** Opening DATA PROVIDED block **
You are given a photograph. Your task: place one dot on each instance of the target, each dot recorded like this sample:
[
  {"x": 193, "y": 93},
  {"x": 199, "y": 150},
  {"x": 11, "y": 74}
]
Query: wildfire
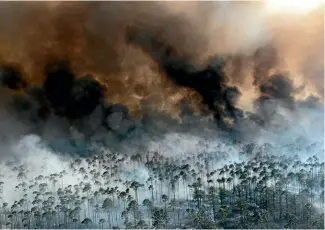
[{"x": 292, "y": 6}]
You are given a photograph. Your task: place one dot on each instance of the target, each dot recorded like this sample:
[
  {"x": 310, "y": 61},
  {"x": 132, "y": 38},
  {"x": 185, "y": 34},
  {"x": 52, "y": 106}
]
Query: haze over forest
[{"x": 161, "y": 115}]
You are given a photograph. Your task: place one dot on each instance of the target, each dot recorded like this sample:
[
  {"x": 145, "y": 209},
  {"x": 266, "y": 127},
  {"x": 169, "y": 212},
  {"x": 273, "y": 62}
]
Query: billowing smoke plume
[{"x": 92, "y": 70}]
** Closing DATA PROVIDED block **
GOAL OF THE EXERCISE: Each record above is to be returned unchanged, while any picture it holds stays out.

ANSWER TO THIS EXERCISE:
You are given a photograph. Your task: place one dot on each instance of the target, each dot recorded like this sample:
[
  {"x": 193, "y": 93},
  {"x": 199, "y": 150},
  {"x": 11, "y": 74}
]
Query: wildfire
[{"x": 292, "y": 6}]
You are given a photograph. Your task: place one dot on each instance of the target, each dot recorded like this sample:
[
  {"x": 310, "y": 61},
  {"x": 132, "y": 38},
  {"x": 185, "y": 34},
  {"x": 52, "y": 106}
]
Query: haze over forest
[{"x": 161, "y": 115}]
You are given a photograph. Your task: place one dot on each instance of the target, each dot recorded like this sample:
[
  {"x": 145, "y": 209},
  {"x": 266, "y": 127},
  {"x": 169, "y": 212},
  {"x": 273, "y": 62}
]
Query: billowing smoke plume
[{"x": 92, "y": 70}]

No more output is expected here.